** Your assignment **
Nothing past the line containing "Above is an image. Your task is to find the planting" belongs in the output. Copy exactly every line of the data below from the first up to and including it.

** The data **
[Start of section]

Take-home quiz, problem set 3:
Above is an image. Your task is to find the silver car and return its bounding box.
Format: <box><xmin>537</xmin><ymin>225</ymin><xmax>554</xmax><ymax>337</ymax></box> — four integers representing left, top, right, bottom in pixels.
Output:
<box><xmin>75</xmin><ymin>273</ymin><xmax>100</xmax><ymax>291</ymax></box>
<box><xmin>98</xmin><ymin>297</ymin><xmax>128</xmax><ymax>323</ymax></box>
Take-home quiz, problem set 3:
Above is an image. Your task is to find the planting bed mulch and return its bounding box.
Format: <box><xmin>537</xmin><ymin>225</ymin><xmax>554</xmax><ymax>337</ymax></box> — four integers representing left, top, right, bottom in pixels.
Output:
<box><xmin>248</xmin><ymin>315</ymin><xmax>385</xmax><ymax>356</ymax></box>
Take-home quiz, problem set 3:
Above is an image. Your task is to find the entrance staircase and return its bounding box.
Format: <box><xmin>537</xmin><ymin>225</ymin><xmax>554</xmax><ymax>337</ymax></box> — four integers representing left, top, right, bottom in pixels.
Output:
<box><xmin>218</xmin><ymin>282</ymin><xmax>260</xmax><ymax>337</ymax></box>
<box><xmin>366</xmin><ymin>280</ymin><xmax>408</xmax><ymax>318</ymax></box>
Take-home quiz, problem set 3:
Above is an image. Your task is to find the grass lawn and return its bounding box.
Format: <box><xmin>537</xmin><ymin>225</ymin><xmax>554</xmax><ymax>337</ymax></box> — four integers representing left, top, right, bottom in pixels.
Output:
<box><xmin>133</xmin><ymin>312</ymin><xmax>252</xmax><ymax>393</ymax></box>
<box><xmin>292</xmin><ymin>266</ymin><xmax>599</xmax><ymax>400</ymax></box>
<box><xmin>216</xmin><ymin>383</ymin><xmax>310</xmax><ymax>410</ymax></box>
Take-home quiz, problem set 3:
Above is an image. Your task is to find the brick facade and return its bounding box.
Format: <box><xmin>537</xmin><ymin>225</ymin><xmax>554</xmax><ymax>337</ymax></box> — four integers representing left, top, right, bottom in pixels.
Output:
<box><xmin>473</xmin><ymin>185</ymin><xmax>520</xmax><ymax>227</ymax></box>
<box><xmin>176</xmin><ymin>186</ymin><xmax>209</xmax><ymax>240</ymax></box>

[End of section]

** Exercise solution **
Take-home quiz, problem set 3:
Above is an image. Your task is to find the silver car and return its bounding box.
Format: <box><xmin>537</xmin><ymin>225</ymin><xmax>554</xmax><ymax>337</ymax></box> — four integers representing left, top, right, bottom in pixels.
Output:
<box><xmin>75</xmin><ymin>273</ymin><xmax>100</xmax><ymax>291</ymax></box>
<box><xmin>98</xmin><ymin>297</ymin><xmax>128</xmax><ymax>323</ymax></box>
Take-home quiz, problem set 3:
Above is an image. Your task is to find the planting bed mulch and return its bounding box.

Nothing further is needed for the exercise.